_Short problem_
Reproduce every item below word for word, omitting the pictures.

[Data lines]

++++++++

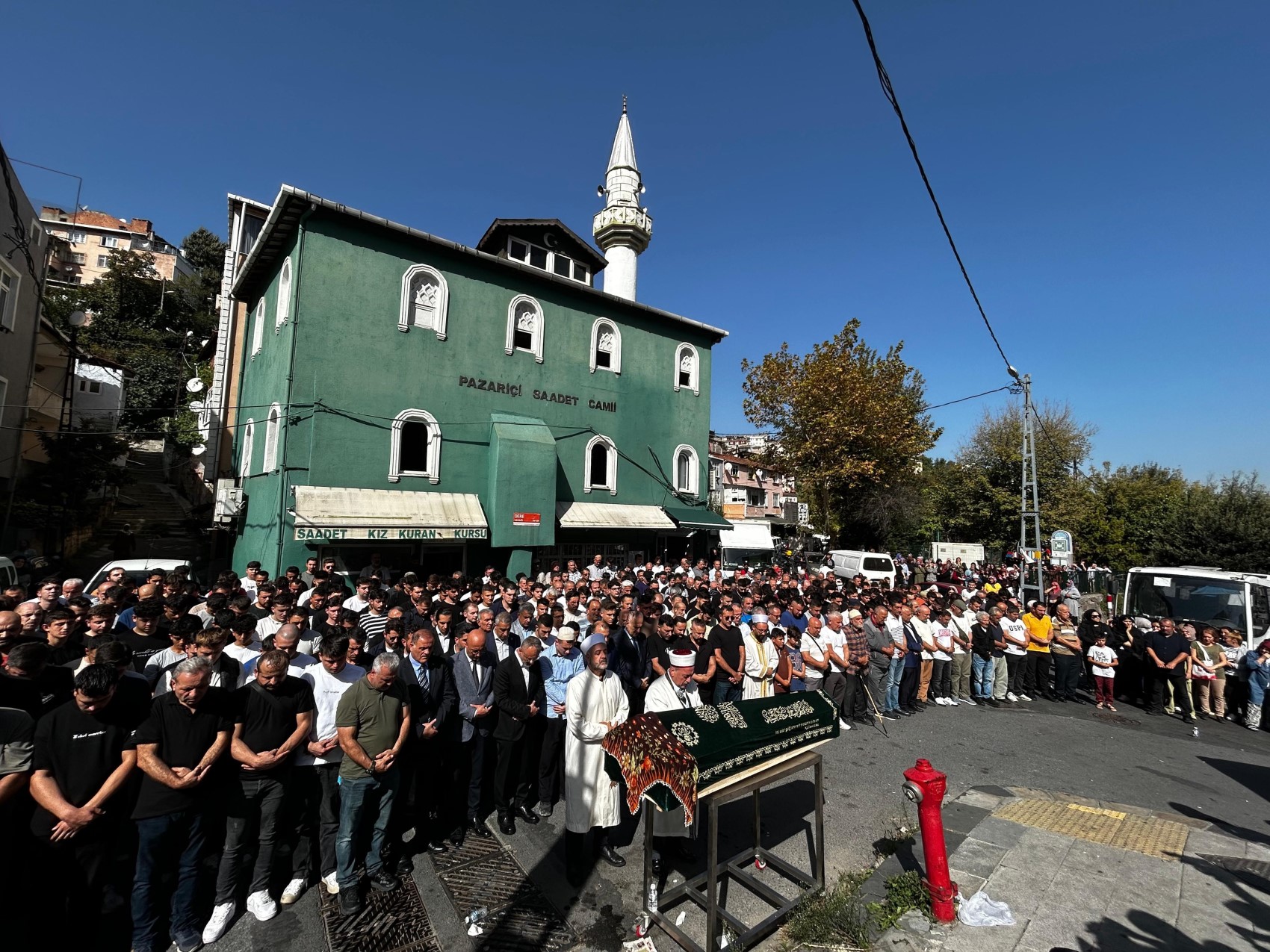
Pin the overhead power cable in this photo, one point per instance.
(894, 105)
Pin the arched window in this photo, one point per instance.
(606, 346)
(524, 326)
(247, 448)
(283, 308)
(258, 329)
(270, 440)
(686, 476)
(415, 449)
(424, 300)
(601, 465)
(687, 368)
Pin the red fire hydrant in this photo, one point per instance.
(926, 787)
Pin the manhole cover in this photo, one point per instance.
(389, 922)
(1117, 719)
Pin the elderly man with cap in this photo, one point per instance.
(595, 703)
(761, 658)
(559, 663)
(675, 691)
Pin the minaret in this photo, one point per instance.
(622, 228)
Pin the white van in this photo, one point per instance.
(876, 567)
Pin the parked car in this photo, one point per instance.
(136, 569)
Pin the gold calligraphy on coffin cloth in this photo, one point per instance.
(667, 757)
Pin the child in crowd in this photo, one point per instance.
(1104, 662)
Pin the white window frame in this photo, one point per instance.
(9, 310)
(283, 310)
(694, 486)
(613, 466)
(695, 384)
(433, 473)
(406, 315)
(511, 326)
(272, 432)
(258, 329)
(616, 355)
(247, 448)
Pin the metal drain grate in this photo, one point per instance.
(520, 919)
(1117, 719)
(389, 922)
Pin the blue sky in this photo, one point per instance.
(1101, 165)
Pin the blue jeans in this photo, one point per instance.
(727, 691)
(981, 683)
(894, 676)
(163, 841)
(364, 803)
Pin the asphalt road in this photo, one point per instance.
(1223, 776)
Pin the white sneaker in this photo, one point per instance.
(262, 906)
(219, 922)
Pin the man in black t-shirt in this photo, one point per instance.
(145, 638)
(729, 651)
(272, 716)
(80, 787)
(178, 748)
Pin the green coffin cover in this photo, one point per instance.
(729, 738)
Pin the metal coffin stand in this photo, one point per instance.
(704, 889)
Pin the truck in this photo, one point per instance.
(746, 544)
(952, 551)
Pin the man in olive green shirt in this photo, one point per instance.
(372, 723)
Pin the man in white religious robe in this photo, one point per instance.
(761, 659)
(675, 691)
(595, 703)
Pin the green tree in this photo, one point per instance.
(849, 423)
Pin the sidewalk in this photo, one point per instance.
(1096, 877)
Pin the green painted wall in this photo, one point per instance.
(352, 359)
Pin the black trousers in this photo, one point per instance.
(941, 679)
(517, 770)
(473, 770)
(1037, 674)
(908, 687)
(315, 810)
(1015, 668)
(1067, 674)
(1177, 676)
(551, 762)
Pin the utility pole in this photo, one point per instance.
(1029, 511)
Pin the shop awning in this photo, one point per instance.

++++++++

_Result of this task_
Pin the overhead power cable in this photo, one point per instance.
(894, 105)
Pin the arched window in this photo, one point per instance.
(606, 346)
(524, 326)
(247, 448)
(283, 308)
(258, 329)
(270, 440)
(686, 476)
(415, 449)
(424, 300)
(601, 465)
(687, 368)
Pin the red fire hydrant in this photo, one point per instance.
(926, 787)
Pin the manhole cover in this photo, one point per instance.
(389, 922)
(1117, 719)
Pin the elderly man with cap in this photo, one point per instance.
(595, 703)
(761, 658)
(559, 663)
(675, 691)
Pin the minaret in this photo, one point per instance.
(622, 228)
Pin the white van in this photo, one point per instance.
(876, 567)
Pin the parked car in this photo, one point per instance.
(136, 569)
Pin the gold calligraphy on coffin cloth in this photo, one point per instance.
(667, 757)
Pin the child in crowd in this photo, one point per instance.
(1104, 662)
Pin the white window frame in this photo, one point per instance.
(9, 310)
(283, 310)
(694, 486)
(613, 466)
(695, 384)
(433, 473)
(406, 315)
(511, 326)
(272, 432)
(258, 329)
(616, 355)
(247, 448)
Pin the metal drain grate in this photo, one point per instance.
(520, 919)
(1117, 719)
(389, 922)
Pin the blue sky in this photo, one point per instance.
(1101, 165)
Pin the blue jeans in this photo, one point per instance.
(727, 691)
(981, 683)
(894, 676)
(163, 841)
(364, 803)
Pin the asphalt road in this photo, one point per instance.
(1223, 776)
Pin the white sneaker in this photo, one point per instance.
(262, 906)
(219, 922)
Pin the man in black t-shirt in this photo, one point per instance.
(145, 638)
(729, 651)
(272, 716)
(80, 787)
(178, 748)
Pin the green coffin cover in this photo, one point per instance.
(729, 738)
Pin the metal coffin stand in this photo, one point per instance.
(704, 889)
Pin the truck in this photo, one point per instance.
(746, 544)
(952, 551)
Pin the man in olive green shirt in this photo, one point per instance.
(372, 723)
Pin the man in white religious robe in this photo, one point per instance.
(761, 659)
(675, 691)
(595, 703)
Pin the green tree in this photo, one point per instance.
(849, 423)
Pin the sidewalk in this photo, one point per instance.
(1096, 877)
Pin the green painted wall in this photo, one point per instance.
(352, 359)
Pin the black trousers in this photo, one point per instance.
(941, 679)
(517, 770)
(473, 770)
(1037, 674)
(908, 687)
(315, 810)
(1015, 668)
(1067, 674)
(1177, 676)
(551, 762)
Pin the utility pole in this photo, one point per instance.
(1029, 511)
Pin the shop awning in this photo, one point per instance.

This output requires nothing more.